O QUE FAZER: Reescreva como tabela Markdown o trecho que vai do começo dos registros até a linha com "positive clicks: (502, 241)", incluindo essa linha. Use as colunas Nº e Linha, com o número de cada linha e o texto dela, e deixe de fora as linhas em branco.

[Dados guardados]
——

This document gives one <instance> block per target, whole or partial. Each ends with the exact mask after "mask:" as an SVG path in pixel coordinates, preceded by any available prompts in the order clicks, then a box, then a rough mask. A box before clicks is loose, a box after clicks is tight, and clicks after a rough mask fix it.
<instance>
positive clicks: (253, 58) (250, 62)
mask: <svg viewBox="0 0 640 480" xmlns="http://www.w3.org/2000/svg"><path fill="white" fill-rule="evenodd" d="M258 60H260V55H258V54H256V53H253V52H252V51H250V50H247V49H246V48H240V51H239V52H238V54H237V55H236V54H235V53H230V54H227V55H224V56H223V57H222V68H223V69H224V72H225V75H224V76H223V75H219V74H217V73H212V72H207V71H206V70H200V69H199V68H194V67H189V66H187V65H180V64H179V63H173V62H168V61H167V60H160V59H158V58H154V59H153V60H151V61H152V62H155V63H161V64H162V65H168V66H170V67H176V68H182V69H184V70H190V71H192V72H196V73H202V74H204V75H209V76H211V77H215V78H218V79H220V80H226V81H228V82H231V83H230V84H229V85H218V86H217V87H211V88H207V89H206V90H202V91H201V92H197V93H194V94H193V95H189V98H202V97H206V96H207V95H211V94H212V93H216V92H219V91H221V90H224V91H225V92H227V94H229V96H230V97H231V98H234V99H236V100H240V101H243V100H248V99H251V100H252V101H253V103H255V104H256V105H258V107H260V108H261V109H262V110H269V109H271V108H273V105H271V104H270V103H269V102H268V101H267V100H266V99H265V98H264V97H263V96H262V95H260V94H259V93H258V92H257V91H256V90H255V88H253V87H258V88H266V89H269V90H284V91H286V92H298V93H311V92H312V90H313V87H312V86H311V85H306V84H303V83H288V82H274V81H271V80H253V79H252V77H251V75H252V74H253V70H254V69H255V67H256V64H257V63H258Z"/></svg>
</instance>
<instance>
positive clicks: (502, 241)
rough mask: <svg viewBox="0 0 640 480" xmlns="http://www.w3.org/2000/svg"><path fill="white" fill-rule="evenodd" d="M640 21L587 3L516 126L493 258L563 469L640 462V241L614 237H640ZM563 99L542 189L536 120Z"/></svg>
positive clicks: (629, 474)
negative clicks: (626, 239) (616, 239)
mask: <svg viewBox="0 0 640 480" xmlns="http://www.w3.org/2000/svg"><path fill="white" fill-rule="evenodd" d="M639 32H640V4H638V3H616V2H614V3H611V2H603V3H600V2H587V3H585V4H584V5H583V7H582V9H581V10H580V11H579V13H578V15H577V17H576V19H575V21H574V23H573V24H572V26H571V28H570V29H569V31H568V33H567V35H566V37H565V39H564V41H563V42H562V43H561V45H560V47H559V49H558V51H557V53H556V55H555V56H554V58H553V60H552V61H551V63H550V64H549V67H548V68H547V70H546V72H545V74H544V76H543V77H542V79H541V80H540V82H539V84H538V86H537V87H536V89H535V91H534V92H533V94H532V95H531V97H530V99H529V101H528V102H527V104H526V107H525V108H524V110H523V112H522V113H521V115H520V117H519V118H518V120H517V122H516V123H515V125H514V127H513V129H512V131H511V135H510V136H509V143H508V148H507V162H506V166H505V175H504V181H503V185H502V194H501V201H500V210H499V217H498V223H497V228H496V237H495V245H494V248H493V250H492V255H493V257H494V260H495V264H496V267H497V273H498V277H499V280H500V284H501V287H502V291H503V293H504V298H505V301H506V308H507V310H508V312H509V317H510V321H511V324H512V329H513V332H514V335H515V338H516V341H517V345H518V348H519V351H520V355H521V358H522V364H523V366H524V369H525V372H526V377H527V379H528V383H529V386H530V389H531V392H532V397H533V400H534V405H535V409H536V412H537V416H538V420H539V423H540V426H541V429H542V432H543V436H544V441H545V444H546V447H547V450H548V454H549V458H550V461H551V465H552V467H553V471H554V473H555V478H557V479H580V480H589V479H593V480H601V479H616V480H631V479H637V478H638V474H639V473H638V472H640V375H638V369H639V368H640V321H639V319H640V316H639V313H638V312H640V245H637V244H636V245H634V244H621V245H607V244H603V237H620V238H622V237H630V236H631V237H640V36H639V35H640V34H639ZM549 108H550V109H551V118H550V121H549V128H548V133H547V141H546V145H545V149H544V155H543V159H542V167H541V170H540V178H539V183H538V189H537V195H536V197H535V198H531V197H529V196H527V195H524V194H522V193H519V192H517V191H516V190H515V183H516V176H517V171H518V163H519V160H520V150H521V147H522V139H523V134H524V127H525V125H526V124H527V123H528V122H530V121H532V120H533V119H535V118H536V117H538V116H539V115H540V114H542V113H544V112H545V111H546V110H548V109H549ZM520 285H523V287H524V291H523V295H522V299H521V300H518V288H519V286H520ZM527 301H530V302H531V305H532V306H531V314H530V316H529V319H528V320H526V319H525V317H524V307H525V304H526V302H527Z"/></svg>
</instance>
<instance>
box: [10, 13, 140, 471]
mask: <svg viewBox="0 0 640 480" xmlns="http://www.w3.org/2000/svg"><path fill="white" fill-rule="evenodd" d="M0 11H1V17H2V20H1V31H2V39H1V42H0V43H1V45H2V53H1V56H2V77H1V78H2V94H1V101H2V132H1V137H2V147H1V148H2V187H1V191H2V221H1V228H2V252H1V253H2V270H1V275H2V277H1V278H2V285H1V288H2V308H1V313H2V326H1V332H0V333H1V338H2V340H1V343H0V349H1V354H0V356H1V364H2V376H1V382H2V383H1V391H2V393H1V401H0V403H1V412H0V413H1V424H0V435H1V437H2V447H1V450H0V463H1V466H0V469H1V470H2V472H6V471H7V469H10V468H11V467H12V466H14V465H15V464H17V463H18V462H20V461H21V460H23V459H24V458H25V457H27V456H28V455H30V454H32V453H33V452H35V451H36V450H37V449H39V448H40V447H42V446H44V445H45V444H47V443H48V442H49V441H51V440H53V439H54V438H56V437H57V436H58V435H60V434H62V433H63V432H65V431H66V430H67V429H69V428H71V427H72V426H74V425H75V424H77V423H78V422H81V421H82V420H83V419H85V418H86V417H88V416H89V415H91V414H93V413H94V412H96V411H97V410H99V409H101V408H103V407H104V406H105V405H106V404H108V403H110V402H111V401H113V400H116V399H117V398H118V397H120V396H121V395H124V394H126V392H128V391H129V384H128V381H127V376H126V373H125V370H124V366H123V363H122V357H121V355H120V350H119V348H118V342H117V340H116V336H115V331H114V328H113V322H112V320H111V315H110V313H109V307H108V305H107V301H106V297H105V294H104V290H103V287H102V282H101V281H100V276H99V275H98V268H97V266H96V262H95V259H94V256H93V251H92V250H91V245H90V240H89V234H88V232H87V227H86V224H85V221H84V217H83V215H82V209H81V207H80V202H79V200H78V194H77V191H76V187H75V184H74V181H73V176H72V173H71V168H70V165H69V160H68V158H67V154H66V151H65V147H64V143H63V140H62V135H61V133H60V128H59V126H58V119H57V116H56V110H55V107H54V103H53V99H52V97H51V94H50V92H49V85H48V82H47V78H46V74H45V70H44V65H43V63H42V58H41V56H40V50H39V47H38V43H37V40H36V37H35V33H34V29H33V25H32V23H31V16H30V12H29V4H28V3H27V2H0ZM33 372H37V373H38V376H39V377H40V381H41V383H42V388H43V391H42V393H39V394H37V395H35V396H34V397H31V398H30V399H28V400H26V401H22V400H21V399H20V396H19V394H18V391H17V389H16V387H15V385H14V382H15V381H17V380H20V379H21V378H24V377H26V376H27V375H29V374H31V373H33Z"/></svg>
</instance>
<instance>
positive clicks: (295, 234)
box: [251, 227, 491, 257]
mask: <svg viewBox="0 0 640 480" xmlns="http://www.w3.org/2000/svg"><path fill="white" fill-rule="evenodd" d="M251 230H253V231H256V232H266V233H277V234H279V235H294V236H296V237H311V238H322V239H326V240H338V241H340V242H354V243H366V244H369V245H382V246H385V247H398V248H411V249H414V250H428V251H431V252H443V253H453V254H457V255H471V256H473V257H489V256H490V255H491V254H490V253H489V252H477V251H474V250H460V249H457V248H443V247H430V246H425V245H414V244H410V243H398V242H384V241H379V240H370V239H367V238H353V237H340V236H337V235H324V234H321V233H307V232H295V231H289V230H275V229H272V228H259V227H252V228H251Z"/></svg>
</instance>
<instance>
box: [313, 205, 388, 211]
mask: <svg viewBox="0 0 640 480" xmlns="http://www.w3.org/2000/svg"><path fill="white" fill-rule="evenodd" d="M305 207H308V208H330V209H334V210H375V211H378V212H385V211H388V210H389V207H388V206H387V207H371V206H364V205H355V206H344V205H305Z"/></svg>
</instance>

——

RESPOSTA ESCRITA:
| Nº | Linha |
|---|---|
| 1 | This document gives one <instance> block per target, whole or partial. Each ends with the exact mask after "mask:" as an SVG path in pixel coordinates, preceded by any available prompts in the order clicks, then a box, then a rough mask. A box before clicks is loose, a box after clicks is tight, and clicks after a rough mask fix it. |
| 2 | <instance> |
| 3 | positive clicks: (253, 58) (250, 62) |
| 4 | mask: <svg viewBox="0 0 640 480" xmlns="http://www.w3.org/2000/svg"><path fill="white" fill-rule="evenodd" d="M258 60H260V55H258V54H256V53H253V52H252V51H250V50H247V49H246V48H240V51H239V52H238V54H237V55H236V54H235V53H230V54H227V55H224V56H223V57H222V68H223V69H224V72H225V75H224V76H223V75H219V74H217V73H212V72H207V71H206V70H200V69H199V68H194V67H189V66H187V65H180V64H179V63H173V62H168V61H167V60H160V59H158V58H154V59H153V60H151V61H152V62H155V63H161V64H162V65H168V66H170V67H176V68H182V69H184V70H190V71H192V72H196V73H202V74H204V75H209V76H211V77H215V78H218V79H220V80H226V81H228V82H231V83H230V84H229V85H218V86H217V87H211V88H207V89H206V90H202V91H201V92H197V93H194V94H193V95H189V98H202V97H206V96H207V95H211V94H212V93H216V92H219V91H221V90H224V91H225V92H227V94H229V96H230V97H231V98H234V99H236V100H240V101H243V100H248V99H251V100H252V101H253V103H255V104H256V105H258V107H260V108H261V109H262V110H269V109H271V108H273V105H271V104H270V103H269V102H268V101H267V100H266V99H265V98H264V97H263V96H262V95H260V94H259V93H258V92H257V91H256V90H255V88H253V87H258V88H266V89H269V90H284V91H286V92H298V93H311V92H312V90H313V87H312V86H311V85H306V84H303V83H288V82H274V81H271V80H253V79H252V77H251V75H252V74H253V70H254V69H255V67H256V64H257V63H258Z"/></svg> |
| 5 | </instance> |
| 6 | <instance> |
| 7 | positive clicks: (502, 241) |